[Exercise data]
**********
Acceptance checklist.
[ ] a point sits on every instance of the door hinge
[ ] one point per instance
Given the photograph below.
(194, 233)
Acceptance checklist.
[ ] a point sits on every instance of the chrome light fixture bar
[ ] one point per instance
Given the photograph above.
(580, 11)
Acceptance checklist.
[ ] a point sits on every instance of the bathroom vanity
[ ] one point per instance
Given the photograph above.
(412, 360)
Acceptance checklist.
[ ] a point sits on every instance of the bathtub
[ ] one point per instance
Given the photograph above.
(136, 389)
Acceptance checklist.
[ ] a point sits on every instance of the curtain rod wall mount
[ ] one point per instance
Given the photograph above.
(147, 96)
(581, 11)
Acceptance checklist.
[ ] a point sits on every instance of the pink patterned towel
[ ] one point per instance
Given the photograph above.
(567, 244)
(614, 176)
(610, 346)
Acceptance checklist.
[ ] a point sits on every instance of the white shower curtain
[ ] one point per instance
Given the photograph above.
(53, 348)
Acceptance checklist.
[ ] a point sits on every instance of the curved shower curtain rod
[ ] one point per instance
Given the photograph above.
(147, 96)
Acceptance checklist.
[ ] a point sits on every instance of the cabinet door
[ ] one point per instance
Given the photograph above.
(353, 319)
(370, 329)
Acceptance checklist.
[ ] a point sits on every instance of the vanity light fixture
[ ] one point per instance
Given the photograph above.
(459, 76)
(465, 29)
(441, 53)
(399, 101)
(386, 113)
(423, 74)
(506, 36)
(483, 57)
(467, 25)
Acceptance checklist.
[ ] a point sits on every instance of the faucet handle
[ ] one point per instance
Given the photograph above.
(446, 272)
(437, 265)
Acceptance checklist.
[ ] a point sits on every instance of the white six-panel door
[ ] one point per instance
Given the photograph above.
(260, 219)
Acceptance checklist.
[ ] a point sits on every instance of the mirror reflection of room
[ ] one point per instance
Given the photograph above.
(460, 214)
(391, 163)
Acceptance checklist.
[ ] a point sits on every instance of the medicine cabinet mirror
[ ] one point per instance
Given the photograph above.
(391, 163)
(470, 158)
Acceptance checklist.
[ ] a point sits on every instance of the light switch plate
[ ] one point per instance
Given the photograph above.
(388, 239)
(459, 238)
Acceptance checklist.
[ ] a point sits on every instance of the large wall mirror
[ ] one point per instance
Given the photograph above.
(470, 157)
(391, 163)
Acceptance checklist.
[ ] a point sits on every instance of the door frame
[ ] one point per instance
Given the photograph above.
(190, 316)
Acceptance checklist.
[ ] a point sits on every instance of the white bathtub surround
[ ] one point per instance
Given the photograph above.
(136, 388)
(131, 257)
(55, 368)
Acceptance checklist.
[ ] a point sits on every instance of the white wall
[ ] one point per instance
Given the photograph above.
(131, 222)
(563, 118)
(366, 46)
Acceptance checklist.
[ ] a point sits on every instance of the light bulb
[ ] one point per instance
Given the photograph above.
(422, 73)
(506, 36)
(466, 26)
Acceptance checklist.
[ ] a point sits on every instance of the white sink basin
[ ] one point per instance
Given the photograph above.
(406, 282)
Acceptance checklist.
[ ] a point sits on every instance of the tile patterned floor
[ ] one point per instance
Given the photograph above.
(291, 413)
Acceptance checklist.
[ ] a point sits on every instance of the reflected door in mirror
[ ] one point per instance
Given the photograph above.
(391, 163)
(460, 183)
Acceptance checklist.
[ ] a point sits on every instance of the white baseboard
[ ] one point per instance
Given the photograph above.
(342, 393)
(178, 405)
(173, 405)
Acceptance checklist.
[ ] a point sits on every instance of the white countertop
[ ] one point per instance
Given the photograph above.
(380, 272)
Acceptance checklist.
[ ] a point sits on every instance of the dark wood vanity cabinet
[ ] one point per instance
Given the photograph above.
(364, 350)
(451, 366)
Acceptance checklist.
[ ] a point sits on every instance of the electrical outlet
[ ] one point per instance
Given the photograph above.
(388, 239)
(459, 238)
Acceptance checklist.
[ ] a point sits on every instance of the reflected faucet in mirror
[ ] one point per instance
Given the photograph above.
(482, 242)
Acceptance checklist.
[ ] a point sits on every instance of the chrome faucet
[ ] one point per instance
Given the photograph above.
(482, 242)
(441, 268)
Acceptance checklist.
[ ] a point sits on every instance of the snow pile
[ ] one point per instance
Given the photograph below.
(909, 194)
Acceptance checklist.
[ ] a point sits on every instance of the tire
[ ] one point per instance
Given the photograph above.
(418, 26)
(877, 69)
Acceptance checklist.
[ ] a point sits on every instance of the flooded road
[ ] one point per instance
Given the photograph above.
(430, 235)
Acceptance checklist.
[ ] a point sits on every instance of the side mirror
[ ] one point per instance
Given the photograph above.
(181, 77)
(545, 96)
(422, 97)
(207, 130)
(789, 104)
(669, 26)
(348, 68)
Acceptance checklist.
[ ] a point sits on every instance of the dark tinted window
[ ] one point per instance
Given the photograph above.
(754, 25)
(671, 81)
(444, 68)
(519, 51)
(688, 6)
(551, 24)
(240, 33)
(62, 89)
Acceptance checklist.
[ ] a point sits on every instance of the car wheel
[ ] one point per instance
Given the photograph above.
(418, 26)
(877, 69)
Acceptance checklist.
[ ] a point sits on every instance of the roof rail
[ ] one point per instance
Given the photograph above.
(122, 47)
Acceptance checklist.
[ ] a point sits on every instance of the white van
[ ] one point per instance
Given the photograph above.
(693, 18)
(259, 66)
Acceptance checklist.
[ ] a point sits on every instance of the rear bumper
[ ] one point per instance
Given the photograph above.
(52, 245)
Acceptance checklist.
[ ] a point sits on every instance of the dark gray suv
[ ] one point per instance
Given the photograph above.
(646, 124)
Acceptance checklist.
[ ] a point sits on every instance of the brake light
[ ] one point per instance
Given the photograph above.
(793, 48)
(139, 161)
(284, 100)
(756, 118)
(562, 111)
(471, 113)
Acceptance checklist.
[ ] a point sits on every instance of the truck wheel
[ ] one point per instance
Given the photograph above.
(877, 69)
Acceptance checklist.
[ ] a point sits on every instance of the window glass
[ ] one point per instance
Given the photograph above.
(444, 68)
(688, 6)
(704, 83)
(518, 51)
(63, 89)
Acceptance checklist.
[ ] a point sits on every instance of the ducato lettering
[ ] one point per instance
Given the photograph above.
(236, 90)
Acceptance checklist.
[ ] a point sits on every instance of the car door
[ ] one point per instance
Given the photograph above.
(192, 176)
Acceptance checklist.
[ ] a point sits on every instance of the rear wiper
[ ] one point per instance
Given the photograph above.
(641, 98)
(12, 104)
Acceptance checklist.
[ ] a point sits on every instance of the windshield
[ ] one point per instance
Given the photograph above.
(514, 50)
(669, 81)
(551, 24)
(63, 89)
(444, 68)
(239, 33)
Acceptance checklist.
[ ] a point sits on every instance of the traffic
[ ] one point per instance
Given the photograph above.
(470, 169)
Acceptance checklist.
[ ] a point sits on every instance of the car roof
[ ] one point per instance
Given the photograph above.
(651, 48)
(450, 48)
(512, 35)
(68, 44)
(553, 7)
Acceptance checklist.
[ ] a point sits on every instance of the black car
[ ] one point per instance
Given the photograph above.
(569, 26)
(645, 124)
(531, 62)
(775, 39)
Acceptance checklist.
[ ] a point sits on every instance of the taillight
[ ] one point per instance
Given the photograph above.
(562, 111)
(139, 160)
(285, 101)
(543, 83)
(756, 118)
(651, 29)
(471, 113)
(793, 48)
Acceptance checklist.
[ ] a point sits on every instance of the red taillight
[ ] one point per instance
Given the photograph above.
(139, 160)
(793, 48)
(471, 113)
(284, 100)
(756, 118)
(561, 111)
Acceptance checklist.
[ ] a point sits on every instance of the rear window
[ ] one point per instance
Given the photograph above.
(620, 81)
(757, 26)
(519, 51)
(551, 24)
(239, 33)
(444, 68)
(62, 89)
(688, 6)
**********
[Required work] Where a line in the material above holds "rear", copy that line.

[Worked solution]
[ ] a point sits on every instance of the rear bumper
[ ] a point sits on every instance of the rear wiper
[ ] a point sits on every instance of the rear window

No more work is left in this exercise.